## Exercise prompt
Print all of the lines below word for word, and leave the pictures out.

## Dataset excerpts
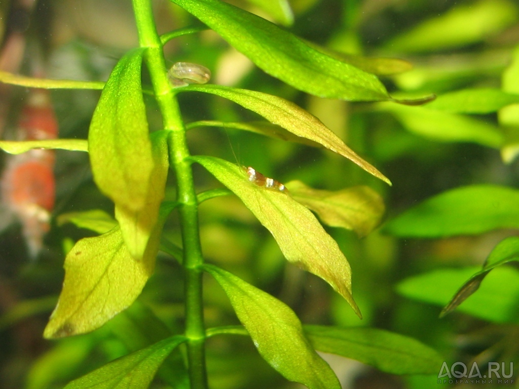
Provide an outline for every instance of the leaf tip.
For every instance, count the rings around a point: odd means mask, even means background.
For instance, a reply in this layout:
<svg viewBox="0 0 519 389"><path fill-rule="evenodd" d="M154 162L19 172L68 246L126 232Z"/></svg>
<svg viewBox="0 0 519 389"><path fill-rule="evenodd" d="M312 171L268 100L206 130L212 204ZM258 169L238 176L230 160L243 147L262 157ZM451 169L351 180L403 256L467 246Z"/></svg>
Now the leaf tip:
<svg viewBox="0 0 519 389"><path fill-rule="evenodd" d="M425 96L424 97L419 98L418 99L393 99L391 98L390 101L392 101L394 103L397 103L399 104L403 104L404 105L412 105L412 106L417 106L417 105L423 105L424 104L427 104L427 103L430 103L431 101L436 99L436 95L434 93L432 93L428 96Z"/></svg>

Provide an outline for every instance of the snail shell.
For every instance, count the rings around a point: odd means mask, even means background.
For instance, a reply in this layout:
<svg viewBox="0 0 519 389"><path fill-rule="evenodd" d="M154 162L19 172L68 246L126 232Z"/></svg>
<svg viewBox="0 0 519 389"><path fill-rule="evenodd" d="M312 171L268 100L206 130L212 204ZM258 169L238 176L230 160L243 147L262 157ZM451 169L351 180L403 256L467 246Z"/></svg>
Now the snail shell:
<svg viewBox="0 0 519 389"><path fill-rule="evenodd" d="M168 78L175 88L190 84L206 84L211 78L211 71L196 63L177 62L169 70Z"/></svg>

## Result for this exercise
Provide an outline for every instance of the leaf tip.
For every instance, count the rings around a point: odd means mask, even means background.
For instance, a reply in this layout:
<svg viewBox="0 0 519 389"><path fill-rule="evenodd" d="M154 162L19 172L68 246L126 232Z"/></svg>
<svg viewBox="0 0 519 389"><path fill-rule="evenodd" d="M312 171L268 100L206 130L212 204ZM258 169L238 176L230 160L243 147L262 157ZM451 169L351 180L403 256L467 246Z"/></svg>
Now the leaf tip:
<svg viewBox="0 0 519 389"><path fill-rule="evenodd" d="M425 96L424 97L419 98L418 99L393 99L391 98L390 101L392 101L394 103L397 103L399 104L403 104L404 105L412 105L412 106L417 106L417 105L423 105L424 104L427 104L427 103L430 103L431 101L436 99L436 95L434 93L432 93L428 96Z"/></svg>

Provide an outline for every instance of the snail shell.
For every instance, count the rings around a point: odd means mask, even means background.
For instance, a reply in this layout:
<svg viewBox="0 0 519 389"><path fill-rule="evenodd" d="M154 162L19 172L68 246L126 232Z"/></svg>
<svg viewBox="0 0 519 389"><path fill-rule="evenodd" d="M312 171L268 100L206 130L212 204ZM258 169L238 176L230 160L243 147L262 157ZM451 169L351 180L403 256L467 246Z"/></svg>
Now the snail shell:
<svg viewBox="0 0 519 389"><path fill-rule="evenodd" d="M168 78L175 88L190 84L206 84L211 78L211 71L196 63L177 62L169 70Z"/></svg>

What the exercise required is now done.